Since 1965, my first year of medical school, I knew that coal kills (see Alan Lockwood’s The Silent Epidemic: Coal and the Hidden Threat to Health). Since 1989, when I read Bill McKibben’s The End of Nature, I knew that climate change was the most serious threat to humanity and all other life on earth other than a nuclear holocaust.
It is amazing therefore to watch both of our presidential candidates never discuss climate change, called one of the greatest moral challenges of our times by both climate scientists and faith leaders from all major religious traditions.
It is more than disheartening to hear them use the words “clean coal” to describe our reliance on coal. Coal kills – period.
A Harvard University study (Full cost accounting for the life cycle of coal) estimated $74 billion dollars yearly of public health costs in Appalachia alone. If you ever held a piece of coal in your hands you know that coal is dirty, not clean.
Coal is expensive – all external costs add $374 billion in added costs to coal yearly.
Coal destroys communities – more than 500 mountains decapitated, 2000 miles of streams lost, and whole towns abandoned because of mountain top removal mining in Appalachia.
Coal is not just destroying Appalachian communities. North Carolina is home to 14 high hazard coal ash ponds that are leaking toxic chemicals into our groundwater (High Levels of Coal Ash Contaminants Found in N.C. Waters). North Carolina’s agencies are not adequately protecting our groundwater, so a coalition of environmental organizations has filed litigation against the Environmental Management Commission to enforce its regulations. Although not an official intervener in this litigation, NC Interfaith Power & Light is a member of Asheville Beyond Coal. Our goal is to have Progress Energy close its Skyland Coal Plant by 2025.
You can do your part now by contacting Senator Hagan’s and Senator Burr’s offices and asking them to reject any legislation that hampers the EPA from making enforceable rules on coal ash regulation such as Senate Bill 3512.

> Task instructions
In the piece on coal, by what year is Progress Energy supposed to close its Skyland Coal Plant?

> Material supplied
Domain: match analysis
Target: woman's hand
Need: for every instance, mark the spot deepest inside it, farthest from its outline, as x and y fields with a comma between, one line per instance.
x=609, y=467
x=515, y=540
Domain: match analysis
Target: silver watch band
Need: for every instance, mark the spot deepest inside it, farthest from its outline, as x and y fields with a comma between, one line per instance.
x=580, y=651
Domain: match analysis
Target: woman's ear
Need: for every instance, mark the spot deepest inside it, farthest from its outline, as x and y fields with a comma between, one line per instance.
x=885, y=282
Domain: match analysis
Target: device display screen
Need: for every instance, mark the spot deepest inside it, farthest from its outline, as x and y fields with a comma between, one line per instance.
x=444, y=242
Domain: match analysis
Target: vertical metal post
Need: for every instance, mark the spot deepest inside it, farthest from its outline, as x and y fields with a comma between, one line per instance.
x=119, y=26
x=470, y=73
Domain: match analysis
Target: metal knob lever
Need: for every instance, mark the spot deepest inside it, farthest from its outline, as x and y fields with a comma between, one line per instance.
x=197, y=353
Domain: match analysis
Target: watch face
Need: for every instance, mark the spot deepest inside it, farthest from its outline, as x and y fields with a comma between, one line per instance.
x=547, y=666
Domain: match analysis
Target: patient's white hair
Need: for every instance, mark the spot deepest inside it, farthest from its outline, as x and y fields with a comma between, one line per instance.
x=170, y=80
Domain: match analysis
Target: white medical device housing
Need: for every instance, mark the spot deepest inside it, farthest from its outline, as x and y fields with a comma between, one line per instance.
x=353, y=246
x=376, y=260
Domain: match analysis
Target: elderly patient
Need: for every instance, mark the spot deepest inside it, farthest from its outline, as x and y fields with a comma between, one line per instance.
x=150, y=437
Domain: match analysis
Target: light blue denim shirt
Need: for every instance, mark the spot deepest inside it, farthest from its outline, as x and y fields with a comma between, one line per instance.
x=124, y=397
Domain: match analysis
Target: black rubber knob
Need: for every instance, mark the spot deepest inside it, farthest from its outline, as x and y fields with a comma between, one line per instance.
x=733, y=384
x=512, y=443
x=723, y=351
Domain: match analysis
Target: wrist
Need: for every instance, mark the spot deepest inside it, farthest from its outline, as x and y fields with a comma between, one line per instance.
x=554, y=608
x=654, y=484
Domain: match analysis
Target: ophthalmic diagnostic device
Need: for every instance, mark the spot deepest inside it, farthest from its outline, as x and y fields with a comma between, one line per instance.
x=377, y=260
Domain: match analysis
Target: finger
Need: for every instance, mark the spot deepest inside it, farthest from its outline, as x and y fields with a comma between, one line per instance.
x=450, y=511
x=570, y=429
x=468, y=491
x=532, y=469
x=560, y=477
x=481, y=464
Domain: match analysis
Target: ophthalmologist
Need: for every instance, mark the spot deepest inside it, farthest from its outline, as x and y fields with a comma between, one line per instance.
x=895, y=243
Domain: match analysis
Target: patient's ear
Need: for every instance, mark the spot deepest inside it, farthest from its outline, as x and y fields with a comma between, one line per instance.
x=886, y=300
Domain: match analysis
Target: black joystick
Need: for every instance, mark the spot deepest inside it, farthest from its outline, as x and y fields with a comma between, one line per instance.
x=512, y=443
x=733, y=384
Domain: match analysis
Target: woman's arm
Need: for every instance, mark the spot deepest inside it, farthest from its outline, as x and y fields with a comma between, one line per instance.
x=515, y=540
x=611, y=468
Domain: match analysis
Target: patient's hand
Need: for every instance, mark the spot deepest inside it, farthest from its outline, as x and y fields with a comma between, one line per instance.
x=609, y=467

> Your solution
By 2025.